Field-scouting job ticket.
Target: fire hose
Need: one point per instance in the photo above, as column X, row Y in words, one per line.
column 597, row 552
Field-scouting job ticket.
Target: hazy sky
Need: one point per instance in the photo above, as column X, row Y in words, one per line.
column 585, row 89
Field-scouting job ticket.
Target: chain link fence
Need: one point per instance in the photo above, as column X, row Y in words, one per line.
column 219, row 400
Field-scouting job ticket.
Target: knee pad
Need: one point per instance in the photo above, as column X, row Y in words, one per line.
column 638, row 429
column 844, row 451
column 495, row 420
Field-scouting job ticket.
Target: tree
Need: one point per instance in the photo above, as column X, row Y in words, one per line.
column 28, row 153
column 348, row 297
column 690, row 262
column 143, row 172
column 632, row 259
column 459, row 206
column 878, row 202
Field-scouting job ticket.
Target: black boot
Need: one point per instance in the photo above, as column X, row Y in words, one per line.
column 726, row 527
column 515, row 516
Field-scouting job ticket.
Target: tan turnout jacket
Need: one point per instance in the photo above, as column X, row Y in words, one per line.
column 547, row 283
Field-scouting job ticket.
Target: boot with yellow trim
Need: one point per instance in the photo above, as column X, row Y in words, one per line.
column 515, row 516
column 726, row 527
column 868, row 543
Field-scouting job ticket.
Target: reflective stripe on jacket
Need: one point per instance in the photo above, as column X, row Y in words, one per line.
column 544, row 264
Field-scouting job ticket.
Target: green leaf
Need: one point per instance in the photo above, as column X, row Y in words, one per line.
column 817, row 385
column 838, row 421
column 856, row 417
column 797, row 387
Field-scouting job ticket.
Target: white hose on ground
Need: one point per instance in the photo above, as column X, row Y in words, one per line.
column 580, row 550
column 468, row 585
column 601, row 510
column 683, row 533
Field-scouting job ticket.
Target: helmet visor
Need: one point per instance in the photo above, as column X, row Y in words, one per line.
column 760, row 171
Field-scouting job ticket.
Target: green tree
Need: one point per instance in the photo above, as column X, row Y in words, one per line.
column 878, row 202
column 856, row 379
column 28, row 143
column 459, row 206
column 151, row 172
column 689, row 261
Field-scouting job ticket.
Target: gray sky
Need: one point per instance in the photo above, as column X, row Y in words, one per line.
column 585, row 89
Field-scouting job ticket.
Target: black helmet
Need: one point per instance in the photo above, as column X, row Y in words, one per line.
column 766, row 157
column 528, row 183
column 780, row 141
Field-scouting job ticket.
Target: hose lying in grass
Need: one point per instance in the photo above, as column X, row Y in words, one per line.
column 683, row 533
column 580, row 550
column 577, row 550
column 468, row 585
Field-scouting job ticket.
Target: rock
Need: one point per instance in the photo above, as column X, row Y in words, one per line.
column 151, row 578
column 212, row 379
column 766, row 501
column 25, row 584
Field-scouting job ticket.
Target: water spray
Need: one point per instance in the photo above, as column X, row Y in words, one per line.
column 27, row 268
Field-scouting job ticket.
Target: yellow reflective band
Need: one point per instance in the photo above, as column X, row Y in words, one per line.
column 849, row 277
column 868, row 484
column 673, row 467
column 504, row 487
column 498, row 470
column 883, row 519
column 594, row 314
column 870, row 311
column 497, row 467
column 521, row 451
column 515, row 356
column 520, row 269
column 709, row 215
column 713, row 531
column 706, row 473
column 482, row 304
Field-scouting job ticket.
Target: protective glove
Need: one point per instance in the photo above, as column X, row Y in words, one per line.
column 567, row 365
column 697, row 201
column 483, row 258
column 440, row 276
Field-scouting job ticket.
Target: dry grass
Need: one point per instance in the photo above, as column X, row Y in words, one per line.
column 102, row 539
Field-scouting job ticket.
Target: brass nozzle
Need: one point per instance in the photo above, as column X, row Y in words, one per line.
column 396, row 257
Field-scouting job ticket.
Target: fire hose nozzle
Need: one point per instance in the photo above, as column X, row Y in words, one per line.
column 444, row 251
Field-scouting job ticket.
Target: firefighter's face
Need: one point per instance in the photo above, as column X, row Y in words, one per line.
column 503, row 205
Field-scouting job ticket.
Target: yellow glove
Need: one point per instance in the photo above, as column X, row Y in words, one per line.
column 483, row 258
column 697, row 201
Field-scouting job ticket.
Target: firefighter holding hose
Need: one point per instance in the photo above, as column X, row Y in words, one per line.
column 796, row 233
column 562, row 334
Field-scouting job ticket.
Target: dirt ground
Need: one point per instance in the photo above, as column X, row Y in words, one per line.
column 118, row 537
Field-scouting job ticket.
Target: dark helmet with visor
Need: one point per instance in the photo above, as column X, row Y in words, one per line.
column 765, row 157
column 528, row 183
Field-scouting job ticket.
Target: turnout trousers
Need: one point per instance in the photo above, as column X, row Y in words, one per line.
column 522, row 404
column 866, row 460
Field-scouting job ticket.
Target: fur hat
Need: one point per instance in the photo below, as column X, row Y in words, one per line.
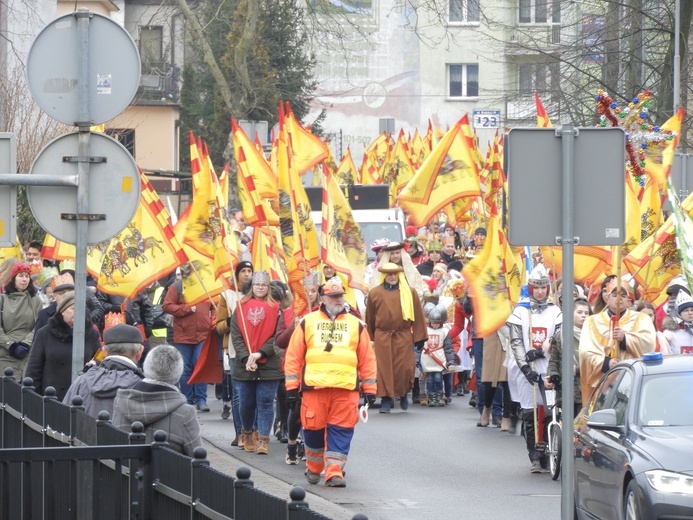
──────
• _THE PROBLEM_:
Beginning at the top of the data, extract each line through the line containing "Target: tree" and return those lines exactly, with nothing added.

• _WRITTEN SOLUTION_:
Field-scouting job ticket.
Target: fire hose
Need: one point per instance in the photo above, as column X, row Y in words, one per line.
column 597, row 552
Field-scouting job ticket.
Target: hazy sky
Need: one point per instance in the photo above, as column X, row Y in words, one per line.
column 585, row 89
Field-scouting job ticket.
Target: chain link fence
Need: one point per instance in the photo above, as column X, row Y in words, one per line.
column 219, row 400
Field-scouting job ticket.
Target: knee pad
Need: one point per instance in the photo above, as column X, row Y in words, one per line.
column 638, row 429
column 844, row 451
column 495, row 420
Field-scouting job ticket.
Target: tree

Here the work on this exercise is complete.